- Insignia of Carmeli Brigade
- Active: 1948 - present
- Country: Israel
- Branch: Israeli Ground Forces
- Type: Reserve
- Role: Infantry Brigade
- Part of: Northern Command
- Engagements: 1948 Arab–Israeli War; Sinai War; Six-Day War; War of Attrition; Yom Kippur War; First Lebanon War; Second Lebanon War; Gaza war; 2024 Israeli invasion of Lebanon;

Commanders
- Current commander: Omri Rosencrantz
- Inaugural commander: Moshe Carmel

= Carmeli Brigade =

Israeli reserve infantry brigade

2nd "Carmeli" Brigade (Hebrew: חטיבת כרמלי, Hativat Carmeli, former 165th Brigade) is a reserve infantry brigade of the Israel Defense Forces, part of the Northern Command. Today the brigade consists of four battalions, including one reconnaissance battalion.

= = = = =

> **PARTS OF THE EXERCISE**
1. Condense the paragraph of the Carmeli Brigade article that begins "2nd "Carmeli" Brigade" into a short bulleted list, keeping its main facts.
2. According to the Carmeli Brigade article, are these statements true? (a) The brigade's inaugural commander was Moshe Carmel. (b) The brigade belongs to the Southern Command. (c) The brigade has five battalions. Answer yes or no for each, quoting the words from the article that decide it.
3. Proceed with the Carmeli Brigade article from its last sentence.

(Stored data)
= = = = =

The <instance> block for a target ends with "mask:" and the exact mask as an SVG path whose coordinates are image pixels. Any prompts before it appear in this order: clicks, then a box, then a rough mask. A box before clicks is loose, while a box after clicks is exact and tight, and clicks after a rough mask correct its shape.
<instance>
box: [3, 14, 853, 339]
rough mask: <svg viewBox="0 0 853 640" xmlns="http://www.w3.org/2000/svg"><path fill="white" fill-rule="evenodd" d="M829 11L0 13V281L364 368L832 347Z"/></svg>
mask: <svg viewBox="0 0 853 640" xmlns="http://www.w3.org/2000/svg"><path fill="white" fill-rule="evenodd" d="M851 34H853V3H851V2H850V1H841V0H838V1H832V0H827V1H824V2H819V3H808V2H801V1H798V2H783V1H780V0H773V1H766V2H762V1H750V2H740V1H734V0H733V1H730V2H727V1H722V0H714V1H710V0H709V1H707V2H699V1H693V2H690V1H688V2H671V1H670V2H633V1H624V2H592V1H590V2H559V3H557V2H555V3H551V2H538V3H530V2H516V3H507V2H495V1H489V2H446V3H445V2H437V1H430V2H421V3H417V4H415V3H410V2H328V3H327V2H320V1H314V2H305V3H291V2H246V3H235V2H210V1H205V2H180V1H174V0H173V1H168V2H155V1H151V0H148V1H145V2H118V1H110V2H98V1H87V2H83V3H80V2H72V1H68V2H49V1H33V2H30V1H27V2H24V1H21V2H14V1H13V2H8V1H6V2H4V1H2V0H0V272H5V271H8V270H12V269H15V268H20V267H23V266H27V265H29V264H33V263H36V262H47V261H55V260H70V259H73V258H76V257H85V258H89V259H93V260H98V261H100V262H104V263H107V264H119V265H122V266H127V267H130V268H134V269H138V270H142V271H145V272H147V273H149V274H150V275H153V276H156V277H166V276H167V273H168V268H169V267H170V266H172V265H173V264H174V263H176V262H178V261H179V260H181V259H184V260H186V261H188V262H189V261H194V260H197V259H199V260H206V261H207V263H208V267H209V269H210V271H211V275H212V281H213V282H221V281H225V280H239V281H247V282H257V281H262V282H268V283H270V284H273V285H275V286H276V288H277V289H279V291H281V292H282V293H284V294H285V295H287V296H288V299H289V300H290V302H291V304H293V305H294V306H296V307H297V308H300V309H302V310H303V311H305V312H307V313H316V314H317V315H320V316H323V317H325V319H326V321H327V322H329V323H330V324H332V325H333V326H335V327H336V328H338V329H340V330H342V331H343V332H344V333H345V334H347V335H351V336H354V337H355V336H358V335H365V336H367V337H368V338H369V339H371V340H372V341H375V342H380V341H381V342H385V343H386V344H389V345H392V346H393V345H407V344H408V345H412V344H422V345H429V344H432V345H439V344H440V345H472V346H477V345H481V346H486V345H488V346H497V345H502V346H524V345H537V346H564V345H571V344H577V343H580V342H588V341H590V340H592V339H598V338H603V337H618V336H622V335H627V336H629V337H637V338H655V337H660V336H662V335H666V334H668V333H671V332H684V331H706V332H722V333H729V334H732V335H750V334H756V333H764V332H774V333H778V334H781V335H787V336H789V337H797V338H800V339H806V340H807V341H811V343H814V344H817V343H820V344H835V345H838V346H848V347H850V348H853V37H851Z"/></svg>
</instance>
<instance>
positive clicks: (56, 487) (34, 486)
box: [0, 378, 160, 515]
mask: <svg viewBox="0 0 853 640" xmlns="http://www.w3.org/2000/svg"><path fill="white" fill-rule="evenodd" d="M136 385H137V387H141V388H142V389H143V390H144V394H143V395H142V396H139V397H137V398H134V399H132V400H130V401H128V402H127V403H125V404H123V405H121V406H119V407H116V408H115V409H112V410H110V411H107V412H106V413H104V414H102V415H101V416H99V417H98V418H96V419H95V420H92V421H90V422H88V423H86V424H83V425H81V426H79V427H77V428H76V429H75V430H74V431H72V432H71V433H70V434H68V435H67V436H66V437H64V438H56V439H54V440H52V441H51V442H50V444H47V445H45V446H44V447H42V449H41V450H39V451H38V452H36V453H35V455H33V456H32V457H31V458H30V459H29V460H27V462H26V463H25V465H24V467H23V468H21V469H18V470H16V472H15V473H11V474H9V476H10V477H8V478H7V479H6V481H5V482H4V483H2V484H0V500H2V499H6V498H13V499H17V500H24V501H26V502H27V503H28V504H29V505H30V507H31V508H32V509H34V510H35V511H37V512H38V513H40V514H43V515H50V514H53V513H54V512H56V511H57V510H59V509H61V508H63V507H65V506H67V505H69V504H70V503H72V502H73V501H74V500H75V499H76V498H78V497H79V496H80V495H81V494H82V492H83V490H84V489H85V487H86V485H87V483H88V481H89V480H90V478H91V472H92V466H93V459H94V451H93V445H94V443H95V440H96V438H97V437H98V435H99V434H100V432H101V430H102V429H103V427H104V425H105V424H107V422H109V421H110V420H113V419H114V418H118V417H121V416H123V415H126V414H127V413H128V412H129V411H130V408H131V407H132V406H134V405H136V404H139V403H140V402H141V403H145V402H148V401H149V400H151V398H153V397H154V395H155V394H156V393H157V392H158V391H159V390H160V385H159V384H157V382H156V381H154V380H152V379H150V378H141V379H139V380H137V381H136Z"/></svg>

= = = = =

> **OUTPUTS FOR THE TASKS**
1.
- Name: 2nd "Carmeli" Brigade (Hebrew: חטיבת כרמלי, Hativat Carmeli), formerly the 165th Brigade
- Type: reserve infantry brigade of the Israel Defense Forces
- Part of: Northern Command
- Today: four battalions, one of them a reconnaissance battalion

2.
(a) Yes: "Inaugural commander: Moshe Carmel"
(b) No: "part of the Northern Command"
(c) No: "Today the brigade consists of four battalions, including one reconnaissance battalion."

3.
== History ==
The brigade was formed on February 22, 1948, during the 1948 Arab–Israeli War, when the Levanoni Brigade in the Galilee split into the 1st Golani Brigade and the 2nd Carmeli Brigade. In its early days, the brigade gained control over three battalions – the 21st, 22nd and 23rd – although, later during the war the 24th battalion was also established. It has since participated in all of Israel's major wars and nearly all major operations, including the Sinai War, Six-Day War, War of Attrition, Yom Kippur War, Operation Litani, the first and second wars in Lebanon, the Gaza war with its ramifications, and various operations during the Palestinian intifadas.

== Organization ==

- 2nd Infantry Brigade "Carmeli" (Reserve)
  - 221st Infantry Battalion
  - 222nd Infantry Battalion
  - 223rd Infantry Battalion
  - (224th) Reconnaissance Battalion "Carmeli"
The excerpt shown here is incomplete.